— start of Material to process —

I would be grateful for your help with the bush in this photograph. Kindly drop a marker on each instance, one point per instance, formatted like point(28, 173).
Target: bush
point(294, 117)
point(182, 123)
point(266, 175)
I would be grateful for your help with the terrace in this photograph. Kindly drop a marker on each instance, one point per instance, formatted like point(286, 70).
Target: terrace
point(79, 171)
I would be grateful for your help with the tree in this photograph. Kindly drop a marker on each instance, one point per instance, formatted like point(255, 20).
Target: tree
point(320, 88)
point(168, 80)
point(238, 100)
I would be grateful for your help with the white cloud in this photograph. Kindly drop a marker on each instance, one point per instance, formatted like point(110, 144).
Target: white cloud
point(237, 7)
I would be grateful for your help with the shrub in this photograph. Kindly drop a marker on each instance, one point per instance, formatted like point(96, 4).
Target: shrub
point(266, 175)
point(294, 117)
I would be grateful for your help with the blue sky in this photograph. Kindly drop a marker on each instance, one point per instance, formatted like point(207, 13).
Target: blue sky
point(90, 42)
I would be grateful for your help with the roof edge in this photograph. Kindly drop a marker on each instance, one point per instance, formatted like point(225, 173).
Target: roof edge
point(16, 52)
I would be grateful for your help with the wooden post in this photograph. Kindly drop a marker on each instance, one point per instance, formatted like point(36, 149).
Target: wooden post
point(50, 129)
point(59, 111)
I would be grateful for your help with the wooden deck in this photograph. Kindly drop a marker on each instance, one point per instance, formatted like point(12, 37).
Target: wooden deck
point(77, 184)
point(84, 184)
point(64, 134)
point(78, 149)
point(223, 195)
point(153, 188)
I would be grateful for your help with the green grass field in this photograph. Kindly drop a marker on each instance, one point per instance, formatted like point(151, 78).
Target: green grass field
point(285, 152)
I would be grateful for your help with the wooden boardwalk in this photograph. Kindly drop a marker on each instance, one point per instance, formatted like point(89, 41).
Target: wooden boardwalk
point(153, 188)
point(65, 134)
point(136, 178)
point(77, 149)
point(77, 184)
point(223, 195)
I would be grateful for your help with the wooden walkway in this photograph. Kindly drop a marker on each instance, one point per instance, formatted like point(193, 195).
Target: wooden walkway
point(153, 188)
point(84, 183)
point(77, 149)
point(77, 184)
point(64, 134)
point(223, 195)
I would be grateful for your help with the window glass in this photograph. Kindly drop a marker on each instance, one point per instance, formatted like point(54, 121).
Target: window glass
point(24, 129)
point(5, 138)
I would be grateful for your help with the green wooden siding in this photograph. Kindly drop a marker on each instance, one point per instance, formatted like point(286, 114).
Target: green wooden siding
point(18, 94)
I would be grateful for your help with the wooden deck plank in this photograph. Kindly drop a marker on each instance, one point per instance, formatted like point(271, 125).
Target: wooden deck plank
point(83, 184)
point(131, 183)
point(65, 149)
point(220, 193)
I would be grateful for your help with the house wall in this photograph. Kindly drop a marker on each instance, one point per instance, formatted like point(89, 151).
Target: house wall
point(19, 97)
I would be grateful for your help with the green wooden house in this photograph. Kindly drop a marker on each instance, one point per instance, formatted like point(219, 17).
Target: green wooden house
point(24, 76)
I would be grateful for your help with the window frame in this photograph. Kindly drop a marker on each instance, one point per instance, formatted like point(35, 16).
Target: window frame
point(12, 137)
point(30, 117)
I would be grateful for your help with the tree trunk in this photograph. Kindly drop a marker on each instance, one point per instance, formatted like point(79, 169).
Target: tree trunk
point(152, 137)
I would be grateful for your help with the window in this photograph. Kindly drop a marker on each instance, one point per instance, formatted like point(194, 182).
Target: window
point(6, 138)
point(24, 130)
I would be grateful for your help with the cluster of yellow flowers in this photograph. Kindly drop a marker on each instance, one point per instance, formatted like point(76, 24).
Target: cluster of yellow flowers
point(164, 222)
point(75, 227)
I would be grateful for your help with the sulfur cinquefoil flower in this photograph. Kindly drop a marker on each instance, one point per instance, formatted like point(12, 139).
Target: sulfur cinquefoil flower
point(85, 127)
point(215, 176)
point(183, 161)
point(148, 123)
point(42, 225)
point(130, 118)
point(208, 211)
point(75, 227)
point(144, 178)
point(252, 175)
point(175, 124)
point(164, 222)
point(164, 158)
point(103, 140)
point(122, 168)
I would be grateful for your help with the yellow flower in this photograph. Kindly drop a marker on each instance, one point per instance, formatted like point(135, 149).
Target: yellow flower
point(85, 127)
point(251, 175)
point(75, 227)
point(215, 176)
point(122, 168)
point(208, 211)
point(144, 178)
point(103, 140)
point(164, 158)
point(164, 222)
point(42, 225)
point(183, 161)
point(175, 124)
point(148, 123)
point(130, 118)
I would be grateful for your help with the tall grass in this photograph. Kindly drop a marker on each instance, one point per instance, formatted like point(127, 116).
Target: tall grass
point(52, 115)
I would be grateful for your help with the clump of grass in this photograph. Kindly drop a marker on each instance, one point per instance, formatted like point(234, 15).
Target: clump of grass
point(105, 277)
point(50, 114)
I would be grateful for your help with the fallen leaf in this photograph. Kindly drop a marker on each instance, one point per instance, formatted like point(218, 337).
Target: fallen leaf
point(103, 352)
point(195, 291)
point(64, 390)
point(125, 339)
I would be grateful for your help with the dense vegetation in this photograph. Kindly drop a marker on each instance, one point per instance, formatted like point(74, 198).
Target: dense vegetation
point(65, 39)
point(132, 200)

— end of Material to process —

▸ **Goal of the exercise**: Begin at the first line of the records above and stop after the line that contains "point(79, 171)". Write all of those lines out again, requests included, and shift every coordinate in the answer points by adding 37, leaving the sample points in the requests as they are.

▸ **Expected answer**:
I would be grateful for your help with the bush in this photograph. Kindly drop a marker on each instance, one point per instance, formatted like point(28, 173).
Target: bush
point(331, 154)
point(219, 160)
point(303, 212)
I would be grateful for your help with the terrace in this photograph. Kindly drop a marker on each instance, one point per instance, formatted like point(286, 70).
Target: terrace
point(116, 208)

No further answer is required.